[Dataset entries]

━━━━━━━━━━━━━━━━━━━━━━━━━━━━━━

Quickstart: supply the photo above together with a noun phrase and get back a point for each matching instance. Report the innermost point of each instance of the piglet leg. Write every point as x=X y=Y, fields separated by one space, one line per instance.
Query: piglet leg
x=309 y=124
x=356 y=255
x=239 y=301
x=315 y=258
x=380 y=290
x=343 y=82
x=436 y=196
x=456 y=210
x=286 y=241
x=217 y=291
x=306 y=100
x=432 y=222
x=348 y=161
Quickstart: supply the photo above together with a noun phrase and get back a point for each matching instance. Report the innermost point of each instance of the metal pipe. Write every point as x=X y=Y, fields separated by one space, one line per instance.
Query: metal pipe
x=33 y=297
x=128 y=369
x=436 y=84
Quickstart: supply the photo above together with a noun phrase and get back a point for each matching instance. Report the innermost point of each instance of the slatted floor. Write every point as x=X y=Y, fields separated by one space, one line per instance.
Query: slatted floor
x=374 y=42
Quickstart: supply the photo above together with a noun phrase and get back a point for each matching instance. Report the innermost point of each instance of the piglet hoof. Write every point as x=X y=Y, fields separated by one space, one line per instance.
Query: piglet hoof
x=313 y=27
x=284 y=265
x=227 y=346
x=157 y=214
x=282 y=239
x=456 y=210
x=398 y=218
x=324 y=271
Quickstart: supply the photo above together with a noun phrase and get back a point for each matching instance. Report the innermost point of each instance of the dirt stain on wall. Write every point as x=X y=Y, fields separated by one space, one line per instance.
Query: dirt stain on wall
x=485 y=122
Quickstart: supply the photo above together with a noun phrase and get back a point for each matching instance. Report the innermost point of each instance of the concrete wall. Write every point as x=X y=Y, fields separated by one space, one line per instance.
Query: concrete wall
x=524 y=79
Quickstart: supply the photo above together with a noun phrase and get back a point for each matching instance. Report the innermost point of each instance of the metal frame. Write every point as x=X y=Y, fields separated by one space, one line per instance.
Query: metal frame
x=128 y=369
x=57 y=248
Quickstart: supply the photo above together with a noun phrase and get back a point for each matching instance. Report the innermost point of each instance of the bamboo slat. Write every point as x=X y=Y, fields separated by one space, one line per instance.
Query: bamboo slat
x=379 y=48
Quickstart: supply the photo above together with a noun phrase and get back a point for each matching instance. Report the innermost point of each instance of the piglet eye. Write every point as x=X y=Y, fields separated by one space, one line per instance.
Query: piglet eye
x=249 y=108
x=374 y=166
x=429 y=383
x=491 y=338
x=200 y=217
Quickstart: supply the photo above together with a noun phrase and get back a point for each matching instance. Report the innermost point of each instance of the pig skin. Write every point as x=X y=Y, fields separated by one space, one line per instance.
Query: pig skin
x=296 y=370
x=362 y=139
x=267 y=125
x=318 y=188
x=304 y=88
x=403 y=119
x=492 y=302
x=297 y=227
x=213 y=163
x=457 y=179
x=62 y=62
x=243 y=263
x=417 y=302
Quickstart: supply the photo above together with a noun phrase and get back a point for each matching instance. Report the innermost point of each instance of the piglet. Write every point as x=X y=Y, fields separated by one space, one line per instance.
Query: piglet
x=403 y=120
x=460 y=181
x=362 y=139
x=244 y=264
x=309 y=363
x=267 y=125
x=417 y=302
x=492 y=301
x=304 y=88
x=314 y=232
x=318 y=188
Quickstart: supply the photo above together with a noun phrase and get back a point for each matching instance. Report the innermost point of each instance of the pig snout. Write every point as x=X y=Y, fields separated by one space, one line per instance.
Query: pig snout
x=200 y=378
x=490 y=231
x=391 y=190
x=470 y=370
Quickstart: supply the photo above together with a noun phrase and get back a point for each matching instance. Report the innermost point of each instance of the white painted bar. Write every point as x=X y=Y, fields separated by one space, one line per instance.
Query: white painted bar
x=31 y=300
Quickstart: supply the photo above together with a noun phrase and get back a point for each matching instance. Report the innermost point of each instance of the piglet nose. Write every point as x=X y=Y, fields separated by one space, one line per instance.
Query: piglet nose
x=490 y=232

━━━━━━━━━━━━━━━━━━━━━━━━━━━━━━

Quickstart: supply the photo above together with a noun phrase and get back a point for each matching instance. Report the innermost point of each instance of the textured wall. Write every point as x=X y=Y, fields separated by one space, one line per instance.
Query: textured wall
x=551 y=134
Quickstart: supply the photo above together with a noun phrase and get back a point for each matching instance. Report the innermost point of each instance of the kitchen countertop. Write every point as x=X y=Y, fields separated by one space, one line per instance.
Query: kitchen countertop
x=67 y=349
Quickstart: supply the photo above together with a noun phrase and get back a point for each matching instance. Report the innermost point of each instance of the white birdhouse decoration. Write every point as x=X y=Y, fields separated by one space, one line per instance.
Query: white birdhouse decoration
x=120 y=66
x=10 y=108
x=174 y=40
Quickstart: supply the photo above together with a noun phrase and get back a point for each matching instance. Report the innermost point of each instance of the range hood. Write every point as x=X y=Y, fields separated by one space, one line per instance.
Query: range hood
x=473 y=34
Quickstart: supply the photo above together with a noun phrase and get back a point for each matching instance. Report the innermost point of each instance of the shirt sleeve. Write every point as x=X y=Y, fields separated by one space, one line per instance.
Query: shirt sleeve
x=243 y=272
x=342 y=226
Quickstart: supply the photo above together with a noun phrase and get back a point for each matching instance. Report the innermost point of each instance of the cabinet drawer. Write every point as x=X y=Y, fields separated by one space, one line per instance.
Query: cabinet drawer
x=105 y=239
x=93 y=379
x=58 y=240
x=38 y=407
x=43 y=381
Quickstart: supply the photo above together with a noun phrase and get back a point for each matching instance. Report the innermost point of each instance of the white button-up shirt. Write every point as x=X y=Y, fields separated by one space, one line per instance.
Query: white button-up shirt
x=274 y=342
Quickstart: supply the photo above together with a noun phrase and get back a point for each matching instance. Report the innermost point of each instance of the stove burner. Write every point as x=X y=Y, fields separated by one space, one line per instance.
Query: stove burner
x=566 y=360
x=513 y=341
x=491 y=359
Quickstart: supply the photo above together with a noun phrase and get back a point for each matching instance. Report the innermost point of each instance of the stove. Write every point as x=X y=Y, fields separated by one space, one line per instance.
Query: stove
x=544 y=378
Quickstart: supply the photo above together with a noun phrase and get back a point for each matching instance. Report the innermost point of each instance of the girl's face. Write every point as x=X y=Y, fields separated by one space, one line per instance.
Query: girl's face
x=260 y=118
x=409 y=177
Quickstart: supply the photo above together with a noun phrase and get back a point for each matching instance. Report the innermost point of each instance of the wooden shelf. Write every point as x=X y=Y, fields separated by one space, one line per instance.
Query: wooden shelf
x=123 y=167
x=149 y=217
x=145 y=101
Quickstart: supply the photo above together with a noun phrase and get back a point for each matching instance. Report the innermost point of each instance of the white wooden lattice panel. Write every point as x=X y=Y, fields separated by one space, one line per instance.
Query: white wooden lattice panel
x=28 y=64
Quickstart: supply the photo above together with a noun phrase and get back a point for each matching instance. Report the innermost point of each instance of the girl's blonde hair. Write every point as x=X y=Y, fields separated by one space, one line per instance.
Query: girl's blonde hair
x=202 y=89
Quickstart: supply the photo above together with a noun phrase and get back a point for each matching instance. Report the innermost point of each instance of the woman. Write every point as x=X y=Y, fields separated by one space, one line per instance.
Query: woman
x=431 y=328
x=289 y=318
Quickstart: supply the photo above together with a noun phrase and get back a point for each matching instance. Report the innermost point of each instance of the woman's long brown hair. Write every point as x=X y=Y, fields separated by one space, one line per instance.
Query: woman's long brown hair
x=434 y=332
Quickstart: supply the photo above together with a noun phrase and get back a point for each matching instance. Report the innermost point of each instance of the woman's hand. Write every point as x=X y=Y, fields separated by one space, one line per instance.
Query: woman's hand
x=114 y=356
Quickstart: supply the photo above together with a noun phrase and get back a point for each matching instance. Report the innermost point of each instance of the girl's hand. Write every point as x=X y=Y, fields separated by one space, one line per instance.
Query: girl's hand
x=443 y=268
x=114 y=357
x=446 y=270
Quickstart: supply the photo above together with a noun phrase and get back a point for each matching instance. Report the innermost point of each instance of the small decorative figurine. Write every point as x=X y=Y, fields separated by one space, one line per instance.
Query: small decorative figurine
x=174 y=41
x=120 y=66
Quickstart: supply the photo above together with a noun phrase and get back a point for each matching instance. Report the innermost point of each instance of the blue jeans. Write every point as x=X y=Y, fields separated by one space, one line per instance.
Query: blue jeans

━━━━━━━━━━━━━━━━━━━━━━━━━━━━━━

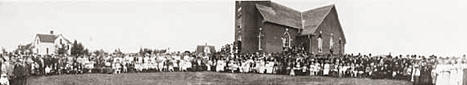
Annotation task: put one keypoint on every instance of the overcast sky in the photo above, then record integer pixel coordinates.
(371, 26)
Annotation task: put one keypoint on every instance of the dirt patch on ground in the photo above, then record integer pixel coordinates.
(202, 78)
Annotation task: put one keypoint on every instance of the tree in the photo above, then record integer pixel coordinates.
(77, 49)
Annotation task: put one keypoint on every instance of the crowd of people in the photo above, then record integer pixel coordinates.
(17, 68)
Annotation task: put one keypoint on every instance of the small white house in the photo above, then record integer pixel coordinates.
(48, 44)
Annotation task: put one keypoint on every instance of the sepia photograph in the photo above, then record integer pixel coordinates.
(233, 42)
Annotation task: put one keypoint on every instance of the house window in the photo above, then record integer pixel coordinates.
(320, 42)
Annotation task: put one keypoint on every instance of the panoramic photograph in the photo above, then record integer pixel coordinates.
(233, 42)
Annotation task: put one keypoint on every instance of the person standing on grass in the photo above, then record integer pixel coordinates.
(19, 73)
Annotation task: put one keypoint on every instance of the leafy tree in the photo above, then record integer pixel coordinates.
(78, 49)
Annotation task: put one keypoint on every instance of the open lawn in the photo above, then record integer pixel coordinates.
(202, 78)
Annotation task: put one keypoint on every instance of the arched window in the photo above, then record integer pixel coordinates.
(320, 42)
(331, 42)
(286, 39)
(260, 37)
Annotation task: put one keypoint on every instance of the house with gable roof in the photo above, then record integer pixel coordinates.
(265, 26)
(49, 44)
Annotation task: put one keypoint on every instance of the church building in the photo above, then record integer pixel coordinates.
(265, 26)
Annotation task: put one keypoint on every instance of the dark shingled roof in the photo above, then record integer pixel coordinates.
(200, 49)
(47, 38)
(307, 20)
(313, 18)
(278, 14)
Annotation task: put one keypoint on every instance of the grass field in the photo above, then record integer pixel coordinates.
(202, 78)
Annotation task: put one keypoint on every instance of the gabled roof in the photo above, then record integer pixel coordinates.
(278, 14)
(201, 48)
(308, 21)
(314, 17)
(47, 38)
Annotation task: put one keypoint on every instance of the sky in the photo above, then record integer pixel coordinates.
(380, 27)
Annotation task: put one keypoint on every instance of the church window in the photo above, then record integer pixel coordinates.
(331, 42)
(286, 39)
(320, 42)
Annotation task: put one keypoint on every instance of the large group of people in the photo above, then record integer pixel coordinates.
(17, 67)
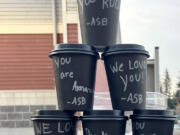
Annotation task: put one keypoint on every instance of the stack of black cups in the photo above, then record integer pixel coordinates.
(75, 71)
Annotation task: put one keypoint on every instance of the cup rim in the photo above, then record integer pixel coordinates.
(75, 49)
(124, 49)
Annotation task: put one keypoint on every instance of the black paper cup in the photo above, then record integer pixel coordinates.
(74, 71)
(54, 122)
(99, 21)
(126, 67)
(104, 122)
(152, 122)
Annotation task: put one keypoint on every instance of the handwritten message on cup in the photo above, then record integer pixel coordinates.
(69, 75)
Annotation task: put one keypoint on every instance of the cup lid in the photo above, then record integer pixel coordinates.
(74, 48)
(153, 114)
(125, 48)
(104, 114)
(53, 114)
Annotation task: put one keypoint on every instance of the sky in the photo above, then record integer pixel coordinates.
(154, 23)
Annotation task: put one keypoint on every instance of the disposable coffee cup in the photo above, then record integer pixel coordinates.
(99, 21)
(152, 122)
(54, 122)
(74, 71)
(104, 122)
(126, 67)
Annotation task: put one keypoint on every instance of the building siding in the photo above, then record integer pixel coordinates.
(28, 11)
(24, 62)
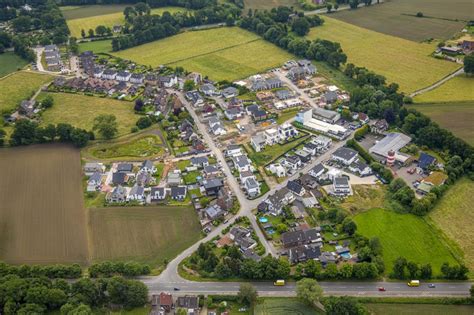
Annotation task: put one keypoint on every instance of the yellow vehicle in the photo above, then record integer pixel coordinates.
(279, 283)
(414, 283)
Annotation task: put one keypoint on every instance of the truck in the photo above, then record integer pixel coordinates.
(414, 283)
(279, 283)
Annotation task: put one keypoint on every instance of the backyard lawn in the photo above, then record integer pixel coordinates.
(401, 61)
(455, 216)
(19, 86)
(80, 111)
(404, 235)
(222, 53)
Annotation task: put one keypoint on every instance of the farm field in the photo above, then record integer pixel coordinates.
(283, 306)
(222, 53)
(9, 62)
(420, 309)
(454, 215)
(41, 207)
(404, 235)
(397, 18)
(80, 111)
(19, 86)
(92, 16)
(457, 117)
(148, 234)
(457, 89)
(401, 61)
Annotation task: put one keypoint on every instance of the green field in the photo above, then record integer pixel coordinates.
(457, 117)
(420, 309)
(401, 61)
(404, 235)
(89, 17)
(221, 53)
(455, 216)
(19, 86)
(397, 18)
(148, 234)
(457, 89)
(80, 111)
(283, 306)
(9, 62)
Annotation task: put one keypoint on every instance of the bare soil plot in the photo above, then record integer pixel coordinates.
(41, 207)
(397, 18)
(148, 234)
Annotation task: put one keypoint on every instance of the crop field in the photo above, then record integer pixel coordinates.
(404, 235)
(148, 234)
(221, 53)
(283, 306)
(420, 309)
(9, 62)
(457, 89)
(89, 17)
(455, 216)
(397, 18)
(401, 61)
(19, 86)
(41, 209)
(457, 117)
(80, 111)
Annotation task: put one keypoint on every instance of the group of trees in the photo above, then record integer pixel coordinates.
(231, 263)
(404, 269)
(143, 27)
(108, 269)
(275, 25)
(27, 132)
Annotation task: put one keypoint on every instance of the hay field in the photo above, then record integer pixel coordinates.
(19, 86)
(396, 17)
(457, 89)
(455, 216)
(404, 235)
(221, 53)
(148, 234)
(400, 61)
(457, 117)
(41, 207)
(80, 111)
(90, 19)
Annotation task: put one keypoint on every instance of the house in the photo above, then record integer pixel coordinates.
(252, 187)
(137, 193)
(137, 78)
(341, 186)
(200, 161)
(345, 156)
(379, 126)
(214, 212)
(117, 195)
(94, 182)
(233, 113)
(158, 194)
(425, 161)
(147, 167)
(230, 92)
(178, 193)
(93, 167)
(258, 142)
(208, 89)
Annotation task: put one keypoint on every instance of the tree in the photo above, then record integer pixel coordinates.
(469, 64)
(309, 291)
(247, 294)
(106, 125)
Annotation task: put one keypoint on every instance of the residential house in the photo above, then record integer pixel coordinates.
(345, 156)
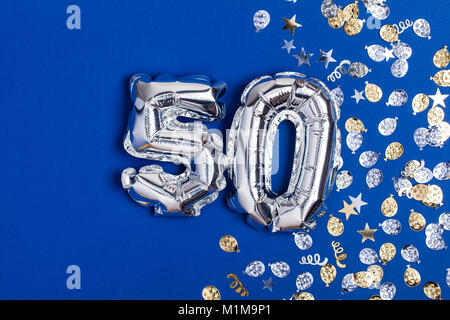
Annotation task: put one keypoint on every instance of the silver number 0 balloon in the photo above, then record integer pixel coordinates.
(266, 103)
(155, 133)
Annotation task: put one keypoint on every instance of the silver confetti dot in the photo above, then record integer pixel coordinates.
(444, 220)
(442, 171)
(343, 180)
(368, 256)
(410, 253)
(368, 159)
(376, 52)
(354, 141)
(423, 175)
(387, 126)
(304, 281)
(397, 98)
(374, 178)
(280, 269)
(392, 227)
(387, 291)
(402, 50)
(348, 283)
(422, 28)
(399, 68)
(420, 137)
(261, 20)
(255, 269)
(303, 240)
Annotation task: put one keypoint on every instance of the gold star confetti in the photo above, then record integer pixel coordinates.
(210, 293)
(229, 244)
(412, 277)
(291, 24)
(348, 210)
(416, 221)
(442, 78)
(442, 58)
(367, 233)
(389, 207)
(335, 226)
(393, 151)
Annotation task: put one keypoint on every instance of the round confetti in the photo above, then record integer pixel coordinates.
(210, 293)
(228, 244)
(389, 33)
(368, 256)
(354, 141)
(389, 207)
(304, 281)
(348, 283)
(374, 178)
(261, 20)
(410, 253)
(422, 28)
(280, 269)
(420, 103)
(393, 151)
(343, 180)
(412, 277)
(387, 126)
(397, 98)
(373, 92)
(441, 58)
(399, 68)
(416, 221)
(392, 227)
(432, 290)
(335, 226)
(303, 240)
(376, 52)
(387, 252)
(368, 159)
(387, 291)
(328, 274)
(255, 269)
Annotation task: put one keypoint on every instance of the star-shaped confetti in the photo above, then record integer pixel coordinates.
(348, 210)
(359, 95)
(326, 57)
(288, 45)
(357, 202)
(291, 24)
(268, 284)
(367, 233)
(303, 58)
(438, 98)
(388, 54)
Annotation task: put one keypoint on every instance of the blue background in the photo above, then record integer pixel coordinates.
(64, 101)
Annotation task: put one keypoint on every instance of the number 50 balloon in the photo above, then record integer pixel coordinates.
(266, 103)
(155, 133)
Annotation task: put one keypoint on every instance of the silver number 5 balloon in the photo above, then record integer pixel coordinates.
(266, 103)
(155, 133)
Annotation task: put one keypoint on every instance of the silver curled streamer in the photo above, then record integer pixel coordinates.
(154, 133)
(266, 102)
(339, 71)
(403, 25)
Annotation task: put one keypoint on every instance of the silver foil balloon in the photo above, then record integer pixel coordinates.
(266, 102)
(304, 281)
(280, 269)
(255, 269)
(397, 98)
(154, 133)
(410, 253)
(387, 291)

━━━━━━━━━━━━━━━━━━━━━━━━━━━━━━

### Your goal
Copy out, from the records above, every line that holds the string "jeans".

### Response to this exercise
Quickstart: supply the photo above together with a noun phrase and get back a point for each matching instance. Report the innermost point of each instance of the blue jeans. Write every point as x=X y=Y, fields separated by one space, one line per instance.
Query: blue jeans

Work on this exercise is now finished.